**Written problem**: Output, verbatim, everything in the GraphQL security guide below from "- Batching ATO" down to "(recommend <= 10)".

**Text excerpt**:
━━━━
13. CHAINING FINDINGS

Chain Severity
Introspection → find admin mutations → call without auth Critical
Batching → OTP brute force → account takeover Critical
Field suggestions → discover hidden field → IDOR High
Alias bomb → bypass rate limit → credential stuffing High
Unauthenticated subscription → real-time PII leak High
Depth bomb → no query limits → DoS Medium
Deprecated field → PII exposure Medium

14. REPORT TEMPLATE

Title: GraphQL [VULN TYPE] — [Impact One-liner]

Example titles:
- "GraphQL Introspection Enabled — Full Schema Disclosure on api.target.com"
- "GraphQL Batching Allows OTP Brute Force — Account Takeover via Alias Bombing"
- "GraphQL IDOR via Direct Object Queries — Access Any User's Private Data"

Endpoint: POST https://target.com/graphql

Request:
[paste raw curl or HTTP request]

Response:
[paste relevant portion of response]

Impact:
[what an attacker can actually do RIGHT NOW — no hypotheticals]

Steps to Reproduce:
1. [exact curl or Burp Repeater step]
2. [observe the response]
3. [confirm impact]

CVSS (approximate):
- Introspection only: CVSS 5.3 (Medium) — info disclosure
- IDOR cross-user: CVSS 7.5-8.5 (High)
- Batching ATO chain: CVSS 9.0+ (Critical)
- Unauthenticated mutation: CVSS 9.8 (Critical)

Remediation:
- Disable introspection in production (allow only in dev environments)
- Enforce per-query depth limit (recommend <= 10)
━━━━
**Stored data**:
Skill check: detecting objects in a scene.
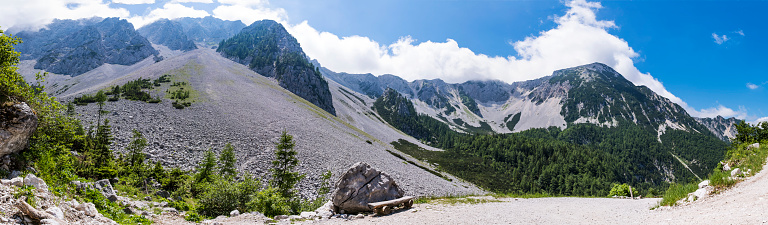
━━━━
**Solution**:
- Batching ATO chain: CVSS 9.0+ (Critical)
- Unauthenticated mutation: CVSS 9.8 (Critical)

Remediation:
- Disable introspection in production (allow only in dev environments)
- Enforce per-query depth limit (recommend <= 10)